### MATERIAL
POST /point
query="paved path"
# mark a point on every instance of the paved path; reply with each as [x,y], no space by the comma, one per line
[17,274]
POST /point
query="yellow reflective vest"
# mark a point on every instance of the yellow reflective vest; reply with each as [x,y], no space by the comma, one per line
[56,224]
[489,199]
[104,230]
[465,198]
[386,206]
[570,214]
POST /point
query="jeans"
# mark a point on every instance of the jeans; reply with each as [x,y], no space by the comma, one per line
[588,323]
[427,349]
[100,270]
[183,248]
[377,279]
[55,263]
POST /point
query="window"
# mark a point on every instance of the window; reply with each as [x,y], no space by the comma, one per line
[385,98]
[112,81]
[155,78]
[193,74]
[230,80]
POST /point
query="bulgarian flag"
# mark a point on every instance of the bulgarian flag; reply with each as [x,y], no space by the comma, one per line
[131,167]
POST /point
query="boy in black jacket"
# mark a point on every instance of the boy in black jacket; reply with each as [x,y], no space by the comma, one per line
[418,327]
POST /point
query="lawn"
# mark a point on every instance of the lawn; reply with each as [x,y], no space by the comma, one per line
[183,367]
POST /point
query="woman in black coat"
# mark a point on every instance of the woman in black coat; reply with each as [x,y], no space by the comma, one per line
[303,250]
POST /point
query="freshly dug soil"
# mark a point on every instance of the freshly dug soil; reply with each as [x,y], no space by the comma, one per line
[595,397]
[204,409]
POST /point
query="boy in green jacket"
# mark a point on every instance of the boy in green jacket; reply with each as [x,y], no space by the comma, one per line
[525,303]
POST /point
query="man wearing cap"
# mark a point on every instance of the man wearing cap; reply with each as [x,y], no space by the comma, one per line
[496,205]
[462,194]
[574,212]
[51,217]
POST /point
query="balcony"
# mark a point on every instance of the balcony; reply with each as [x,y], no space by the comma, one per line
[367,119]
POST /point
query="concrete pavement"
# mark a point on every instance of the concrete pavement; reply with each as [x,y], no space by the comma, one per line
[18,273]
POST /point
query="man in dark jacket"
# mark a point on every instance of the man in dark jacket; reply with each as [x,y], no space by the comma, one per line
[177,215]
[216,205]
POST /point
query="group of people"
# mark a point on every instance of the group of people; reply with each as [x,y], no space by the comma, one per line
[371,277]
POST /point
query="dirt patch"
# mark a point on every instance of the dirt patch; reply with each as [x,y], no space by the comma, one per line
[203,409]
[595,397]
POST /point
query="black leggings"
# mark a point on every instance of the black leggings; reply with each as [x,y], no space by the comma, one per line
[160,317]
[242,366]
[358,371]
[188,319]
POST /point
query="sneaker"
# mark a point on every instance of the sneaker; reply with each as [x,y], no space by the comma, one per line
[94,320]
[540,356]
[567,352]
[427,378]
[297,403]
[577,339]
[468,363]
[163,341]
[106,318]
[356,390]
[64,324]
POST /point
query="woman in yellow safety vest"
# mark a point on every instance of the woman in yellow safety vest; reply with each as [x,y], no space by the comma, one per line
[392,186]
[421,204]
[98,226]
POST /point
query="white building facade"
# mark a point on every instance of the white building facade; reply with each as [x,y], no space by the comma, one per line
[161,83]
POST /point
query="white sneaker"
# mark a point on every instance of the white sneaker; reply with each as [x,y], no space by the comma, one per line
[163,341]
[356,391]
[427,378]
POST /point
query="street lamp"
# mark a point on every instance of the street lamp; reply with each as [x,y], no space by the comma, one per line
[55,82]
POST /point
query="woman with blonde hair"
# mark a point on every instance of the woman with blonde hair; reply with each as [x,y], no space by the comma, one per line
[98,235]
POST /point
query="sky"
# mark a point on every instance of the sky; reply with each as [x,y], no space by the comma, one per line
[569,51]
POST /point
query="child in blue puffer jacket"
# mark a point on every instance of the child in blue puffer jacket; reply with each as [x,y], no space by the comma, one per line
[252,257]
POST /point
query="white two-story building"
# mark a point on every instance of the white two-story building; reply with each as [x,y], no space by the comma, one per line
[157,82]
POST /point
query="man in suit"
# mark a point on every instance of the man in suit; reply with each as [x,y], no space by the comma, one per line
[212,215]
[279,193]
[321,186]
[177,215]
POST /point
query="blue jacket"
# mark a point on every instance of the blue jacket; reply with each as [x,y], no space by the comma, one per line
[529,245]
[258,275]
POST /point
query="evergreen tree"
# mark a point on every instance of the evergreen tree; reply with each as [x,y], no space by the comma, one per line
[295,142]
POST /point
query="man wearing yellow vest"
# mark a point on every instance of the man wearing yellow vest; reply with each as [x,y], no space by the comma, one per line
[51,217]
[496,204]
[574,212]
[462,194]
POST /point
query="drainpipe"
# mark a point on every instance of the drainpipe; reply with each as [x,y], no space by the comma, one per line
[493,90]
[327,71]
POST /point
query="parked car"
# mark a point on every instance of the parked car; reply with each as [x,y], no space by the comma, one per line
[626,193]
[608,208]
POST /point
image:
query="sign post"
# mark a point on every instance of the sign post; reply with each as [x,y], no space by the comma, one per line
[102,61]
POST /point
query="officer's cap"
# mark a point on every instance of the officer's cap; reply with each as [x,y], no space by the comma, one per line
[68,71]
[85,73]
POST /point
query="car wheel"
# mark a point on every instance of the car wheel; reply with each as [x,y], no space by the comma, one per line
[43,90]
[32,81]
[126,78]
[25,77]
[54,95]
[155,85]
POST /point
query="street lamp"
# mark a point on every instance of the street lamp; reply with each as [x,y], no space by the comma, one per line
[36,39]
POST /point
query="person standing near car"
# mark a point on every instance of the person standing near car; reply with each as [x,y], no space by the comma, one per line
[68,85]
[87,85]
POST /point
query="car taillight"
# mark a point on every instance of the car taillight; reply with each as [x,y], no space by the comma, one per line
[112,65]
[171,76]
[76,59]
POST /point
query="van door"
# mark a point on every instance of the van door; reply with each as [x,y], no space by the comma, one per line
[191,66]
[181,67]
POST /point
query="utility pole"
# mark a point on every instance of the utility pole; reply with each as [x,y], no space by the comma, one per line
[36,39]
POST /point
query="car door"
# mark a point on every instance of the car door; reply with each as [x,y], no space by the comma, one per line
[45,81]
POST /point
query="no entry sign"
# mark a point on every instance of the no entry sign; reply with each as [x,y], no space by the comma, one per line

### THE PROBLEM
Exactly reproduce every line found in the records.

### FULL OUTPUT
POST /point
query="paved path"
# mark a point on every instance of the paved path; reply with each as [x,y], no space by the comma, one per line
[17,274]
POST /point
query="yellow reflective vest"
# mark a point on every instance of the yellow reflective vest; reply with each as [x,y], no space by the comma, one per line
[56,224]
[489,199]
[104,230]
[465,198]
[386,206]
[570,214]
POST /point
query="jeans"
# mark a point on every instance of the jeans; reply with each as [x,y], no space by the comma, one per line
[588,323]
[427,349]
[100,270]
[183,248]
[377,279]
[55,263]
POST /point
query="window"
# mark a point on every instance of the window; reply with each as [x,y], no space by the comma, one per line
[385,98]
[112,81]
[155,78]
[193,74]
[230,80]
POST /point
query="bulgarian flag"
# mark a point on every instance of the bulgarian flag; reply with each as [x,y], no space by the comma, one per line
[131,167]
POST /point
query="boy in black jacket"
# mark a point on every instance of the boy in black jacket; reply with each as [x,y], no space by the comma, one per line
[418,327]
POST /point
query="lawn"
# mark a point on every instance of the lawn; reply with each as [x,y], no space by the comma, one per line
[183,367]
POST /point
query="woman in black coat"
# mark a point on every instance of the woman in black coat; reply with each as [x,y], no space by the comma, one per line
[303,250]
POST /point
query="freshly dug soil"
# mark a point on every instance of the freshly dug soil; reply with each as [x,y], no space by the comma, one per line
[595,397]
[204,409]
POST /point
query="boy in green jacket"
# mark a point on every instance of the boy in green jacket; reply with each as [x,y], no space by the comma, one per line
[525,303]
POST /point
query="man wearing cap"
# mark a point on every instance of the man wearing cap; reply with each as [x,y], no space by the comma, one per line
[496,205]
[462,194]
[574,212]
[51,217]
POST /point
query="balcony"
# mark a point on every instance of the balcony; reply with each as [x,y], no space by the comma, one per line
[367,119]
POST /point
query="concrete pavement"
# mark a point on every instance of the concrete pavement; reply with each as [x,y], no space by the comma, one per line
[18,273]
POST /point
query="man in dark jacket"
# mark a point on every instance of the man in dark jacket; reply with each as [x,y], no space by the comma, one per line
[177,215]
[216,205]
POST /point
query="group of people"
# mark a point on every instance of the group of people; reply with each as [x,y], no space by the comma, one per line
[371,277]
POST /point
query="dirt patch"
# mark a point on every instance of the dirt patch; reply with each as [x,y], no space by the comma, one per line
[203,409]
[595,397]
POST /point
query="black leggings"
# mark a point on every instance of the black leggings; reply with each as [x,y], no space by the comma, one per line
[160,317]
[242,366]
[358,371]
[188,319]
POST /point
query="sneaker"
# mark a point on every instance of the sneaker; reply with each as [x,y], no space by the comma, one per line
[94,320]
[540,356]
[567,352]
[427,378]
[297,403]
[577,339]
[468,363]
[163,341]
[106,318]
[356,390]
[64,324]
POST /point
query="woman in yellow safety vest"
# mark a point on every instance of the woman in yellow safety vest; reply with each as [x,y], no space by the comma, one per line
[392,186]
[421,204]
[98,226]
POST /point
query="white building facade"
# mark a point on every instance of the white building facade; reply with each as [x,y], no space by the comma, one per line
[161,83]
POST /point
query="white sneaker"
# mark a point on every instance of the white sneaker; reply with each as [x,y], no space by the comma, one per line
[163,341]
[356,391]
[427,378]
POST /point
query="street lamp"
# mark a point on every instance of the street lamp; reply with each as [x,y], no space by the comma, one per line
[55,82]
POST /point
query="woman with blonde hair"
# mark a point on every instance of the woman with blonde hair; reply with each as [x,y], no space by the comma, one per line
[98,235]
POST /point
query="sky"
# mark a point on every instance of the sky; reply with each as [x,y], no space by the comma, one per line
[569,51]
POST /point
query="child in blue puffer jacket"
# mark a point on every instance of the child in blue puffer jacket; reply with each as [x,y], no space by the comma, one per line
[252,257]
POST /point
query="white two-story building"
# mark a point on every instance of the white two-story building; reply with each as [x,y], no space by the comma, one per line
[157,82]
POST /point
query="man in suit"
# mark a point on every instance of the man in suit; reply with each as [x,y], no space by the comma, one per line
[212,215]
[279,193]
[321,186]
[177,215]
POST /point
query="blue jacket"
# mark a point on every instance of the blue jacket; reply with each as [x,y], no space by the comma, one per line
[529,245]
[258,275]
POST /point
query="evergreen tree"
# mark a point on every instance of the evergreen tree; reply with each as [x,y], no space by the comma, one per line
[295,142]
POST /point
query="man wearing yellow vest"
# mark a point on every instance of the man wearing yellow vest; reply with each as [x,y], no space by the comma, one per line
[51,217]
[496,204]
[574,212]
[462,194]
POST /point
query="drainpipe"
# mark a point on every instance of the drainpipe; reply with each as [x,y], no space by the comma, one per line
[493,90]
[327,71]
POST /point
query="parked car"
# mark a point on every instance of the parked car; reply with each as [x,y], no space by the comma, one per line
[626,193]
[608,208]
POST /point
image:
query="sign post"
# mark a point on every instance of the sign post; reply with each as [x,y], no space by the comma, one per line
[102,61]
POST /point
query="officer's cap"
# mark a point on every instance of the officer's cap; reply with each as [x,y], no space by the comma, one per line
[68,71]
[85,73]
POST /point
query="car wheel"
# mark a point on every instance of the car wheel; reply with each as [x,y], no space by the comma, one per line
[43,90]
[32,81]
[126,78]
[25,77]
[54,95]
[155,85]
POST /point
query="street lamp"
# mark a point on every instance of the street lamp; reply with each as [x,y], no space by the comma, one per line
[36,39]
POST /point
query="person standing near car"
# mark a point on every instance of the person standing near car; reply with each as [x,y], no space by the comma, one per line
[68,85]
[87,85]
POST /point
query="car taillight"
# mark a point on every instance of the car taillight; reply with each as [x,y], no space by the comma, one per line
[112,65]
[171,76]
[76,59]
POST /point
query="van door"
# mark a point on every instance of the van door; reply with each as [x,y], no space by the comma, one per line
[191,66]
[181,67]
POST /point
query="utility pole"
# mark a point on every instance of the utility pole; reply with each as [x,y], no space by the comma, one per line
[36,39]
POST /point
query="car door"
# mark a point on every instance of the car door; reply with each as [x,y], no space by the comma, one per line
[45,81]
POST /point
query="no entry sign"
# mark a point on every instance of the no entry sign; reply with each as [x,y], no space by the comma, one per line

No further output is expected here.